Your reply should contain every record, restated word for word.

(Collected data)
============================================================

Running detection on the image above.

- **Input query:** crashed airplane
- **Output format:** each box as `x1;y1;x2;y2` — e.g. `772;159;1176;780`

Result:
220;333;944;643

============================================================

§ **Written response**:
Running detection on the image above.

- **Input query:** crashed airplane
- **Output format:** each box as `x1;y1;x2;y2` — e.g. `772;159;1176;780`

Result:
220;333;944;643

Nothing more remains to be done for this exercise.